── TESTO DEL DOCUMENTO ──

A questo quadro drammatico si aggiunge, nel nostro Bel Paese, negli ultimi anni, un sentimento via via montante, che si è estremizzato prima e soprattutto dopo le elezioni politiche del marzo 2018: il disprezzo.
Il disprezzo per i poveri
Il disprezzo, anzitutto, per chi vive in condizioni di povertà: prima di tutto come discredito, perché «se l’è cercata» dato che è un «fannullone» e quindi «se la merita»; poi come esorcismo e insieme paura nei confronti di una condizione che si spera riguardi solo gli altri, gli «sfigati», e che non riguarderà mai noi, che siamo belli, buoni e forti; infine come rimozione dal nostro orizzonte dell’umano e ghettizzazione nel recinto del «subumano», del «miserabile» che non è degno nemmeno del nostro sguardo, figuriamoci della nostra considerazione e vicinanza. La povertà, insomma, come una malattia contagiosa, un’infezione da cui stare alla larga pena il rischio di contaminarci, e per sempre.
Da questo disprezzo deriva quasi inevitabilmente ” ed è un dato nuovo ugualmente sconcertante (o forse ancor più?) ” anche il disprezzo per chi si occupa di loro a livello professionale o volontario: che dagli «imprenditori della paura» e quindi dalla gente comune viene accusato se va bene di «buonismo» quando non di essere una «mosca cocchiera» che vuole a tutti i costi fare rientrare nelle stanze buone dell’umano chi umano non è più (se mai lo è stato) e anzi attenta alla nostra superiore e ristretta rancorosa umanità; ne sono stati e sono ancora un esempio quanto mai attuale i continui scomposti attacchi alle ONG che salvano migranti nel Mediterraneo.
Chi ci salverà da questa deriva dell’umano? I poveri e quanti stanno con loro accompagnandone i difficili percorsi di riscatto. In nome e per fare crescere la nostra comune e per definizione variegata «umanità»!

───
── ESTRATTO DEI DATI ──

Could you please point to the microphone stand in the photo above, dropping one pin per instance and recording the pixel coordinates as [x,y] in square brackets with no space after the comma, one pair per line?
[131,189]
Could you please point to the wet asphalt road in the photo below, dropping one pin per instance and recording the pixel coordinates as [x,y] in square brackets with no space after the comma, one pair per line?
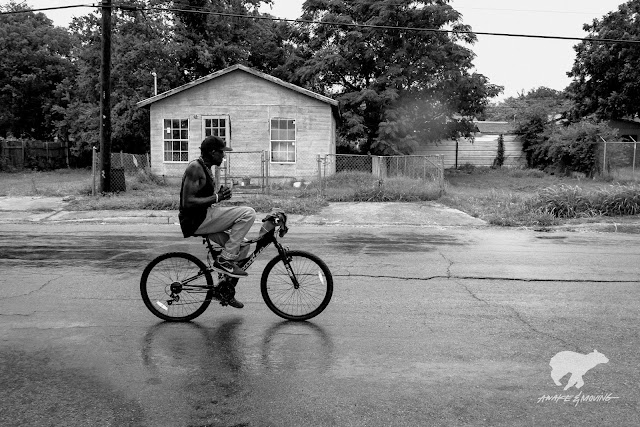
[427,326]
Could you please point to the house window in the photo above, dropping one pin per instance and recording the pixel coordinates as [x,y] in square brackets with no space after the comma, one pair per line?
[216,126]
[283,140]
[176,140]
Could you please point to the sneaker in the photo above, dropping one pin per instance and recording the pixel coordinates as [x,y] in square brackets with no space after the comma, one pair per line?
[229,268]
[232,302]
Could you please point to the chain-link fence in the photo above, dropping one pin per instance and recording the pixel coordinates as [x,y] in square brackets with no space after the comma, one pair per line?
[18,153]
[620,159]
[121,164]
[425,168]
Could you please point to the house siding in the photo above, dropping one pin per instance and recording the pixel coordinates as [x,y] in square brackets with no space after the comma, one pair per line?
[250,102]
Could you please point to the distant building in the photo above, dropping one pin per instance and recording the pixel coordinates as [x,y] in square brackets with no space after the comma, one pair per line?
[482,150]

───
── ESTRATTO DEI DATI ──

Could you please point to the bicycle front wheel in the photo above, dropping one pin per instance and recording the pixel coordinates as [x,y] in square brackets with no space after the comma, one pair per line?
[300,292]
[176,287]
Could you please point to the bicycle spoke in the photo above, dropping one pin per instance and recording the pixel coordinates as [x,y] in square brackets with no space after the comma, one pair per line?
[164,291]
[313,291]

───

CONSEGNA
Traduci in inglese la frase «Chi ci salverà da questa deriva dell’umano?» tratta dal testo sul disprezzo per i poveri. Per svolgere il lavoro basati soltanto sul testo sul disprezzo per i poveri.

SOLUZIONE
Who will save us from this drift of what is human?